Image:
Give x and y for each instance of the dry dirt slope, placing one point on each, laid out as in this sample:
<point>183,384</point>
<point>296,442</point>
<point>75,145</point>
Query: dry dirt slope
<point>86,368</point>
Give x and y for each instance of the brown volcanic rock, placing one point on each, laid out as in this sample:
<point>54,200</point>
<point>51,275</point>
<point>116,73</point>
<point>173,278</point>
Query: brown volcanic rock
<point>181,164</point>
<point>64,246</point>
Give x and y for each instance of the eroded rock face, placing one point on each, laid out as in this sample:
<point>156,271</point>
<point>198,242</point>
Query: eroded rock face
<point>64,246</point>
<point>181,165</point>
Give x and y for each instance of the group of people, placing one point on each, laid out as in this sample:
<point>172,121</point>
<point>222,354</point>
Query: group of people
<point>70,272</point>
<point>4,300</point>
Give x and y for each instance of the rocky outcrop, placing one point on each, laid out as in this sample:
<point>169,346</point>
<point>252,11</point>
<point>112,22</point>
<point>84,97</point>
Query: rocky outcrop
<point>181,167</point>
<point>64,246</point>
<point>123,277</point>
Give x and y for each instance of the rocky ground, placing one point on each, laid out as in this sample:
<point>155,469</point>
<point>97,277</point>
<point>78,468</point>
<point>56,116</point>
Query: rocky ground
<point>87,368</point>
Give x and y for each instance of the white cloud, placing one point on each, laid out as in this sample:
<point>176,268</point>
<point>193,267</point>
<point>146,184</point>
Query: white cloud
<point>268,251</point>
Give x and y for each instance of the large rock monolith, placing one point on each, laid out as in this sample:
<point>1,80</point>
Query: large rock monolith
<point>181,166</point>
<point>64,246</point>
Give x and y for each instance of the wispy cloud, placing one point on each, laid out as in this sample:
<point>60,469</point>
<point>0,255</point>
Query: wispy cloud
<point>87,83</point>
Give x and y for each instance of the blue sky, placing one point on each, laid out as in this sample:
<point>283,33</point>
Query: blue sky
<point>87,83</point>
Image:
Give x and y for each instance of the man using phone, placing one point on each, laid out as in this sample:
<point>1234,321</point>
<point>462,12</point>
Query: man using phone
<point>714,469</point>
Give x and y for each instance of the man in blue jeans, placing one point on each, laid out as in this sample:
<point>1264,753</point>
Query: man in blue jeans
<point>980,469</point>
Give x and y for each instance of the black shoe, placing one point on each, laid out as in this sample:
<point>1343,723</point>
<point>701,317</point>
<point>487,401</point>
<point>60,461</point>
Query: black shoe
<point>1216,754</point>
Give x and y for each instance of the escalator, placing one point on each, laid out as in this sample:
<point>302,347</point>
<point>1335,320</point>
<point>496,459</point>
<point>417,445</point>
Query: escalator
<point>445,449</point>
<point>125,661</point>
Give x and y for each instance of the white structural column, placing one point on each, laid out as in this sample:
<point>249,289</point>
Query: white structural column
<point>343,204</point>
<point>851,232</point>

:: Instructions to follow ::
Would you transcribe, unchanged, every line of the material from the one containing "<point>249,289</point>" to the very end, including both, and nothing else?

:: Answer space ::
<point>249,289</point>
Query: white structural column
<point>343,204</point>
<point>851,232</point>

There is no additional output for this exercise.